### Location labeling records
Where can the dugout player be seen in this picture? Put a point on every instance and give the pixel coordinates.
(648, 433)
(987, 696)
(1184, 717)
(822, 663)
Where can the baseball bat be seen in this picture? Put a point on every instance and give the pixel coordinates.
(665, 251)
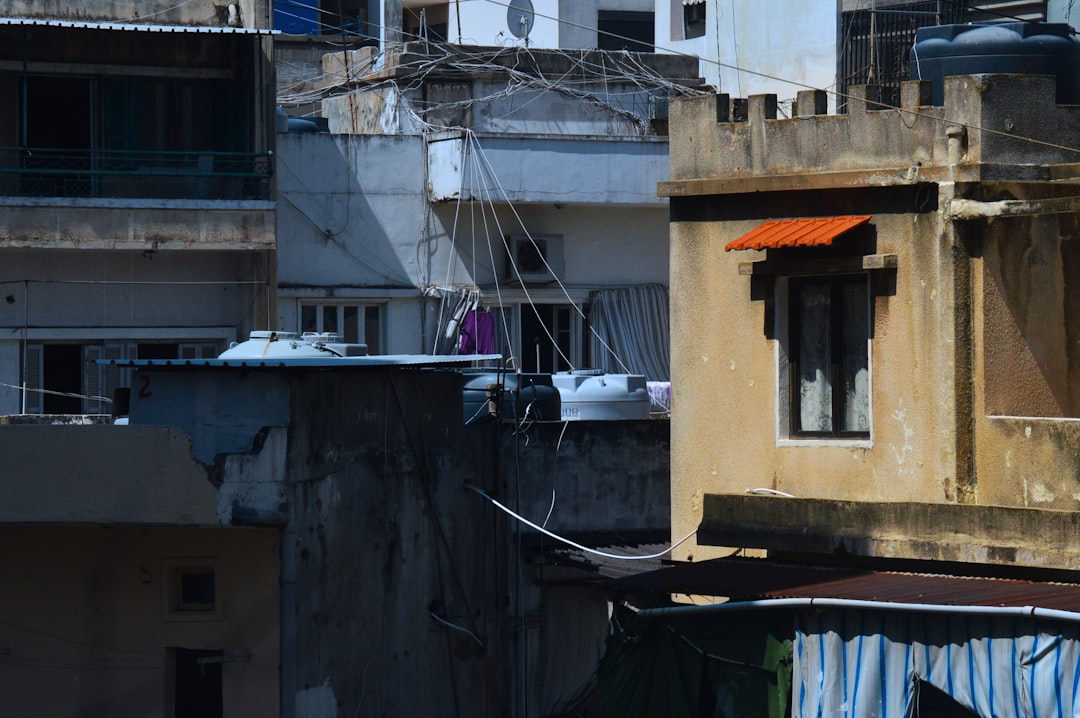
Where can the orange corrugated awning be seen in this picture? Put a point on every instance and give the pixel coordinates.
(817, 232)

### Prompt
Format all of the material above as a two-column CSV with the headers text and answer. Give one row for each written line of the material, paired with all the coordinates that follow it, and put each field in double quotes with line breaks turned into spaces. Leave the picture out.

### Result of this task
text,answer
"Where can the dugout player be seen in this picture? Put a point on every instance and give the pixel coordinates.","(648, 433) (987, 696) (1184, 717) (822, 663)"
"Where can the baseball bat be seen in this picture? Put a point on every instance and give the pixel coordinates.","(665, 251)"
"Where can the orange corrugated awning be seen in this picture? Put a point on every instance and give the pixel coordinates.","(817, 232)"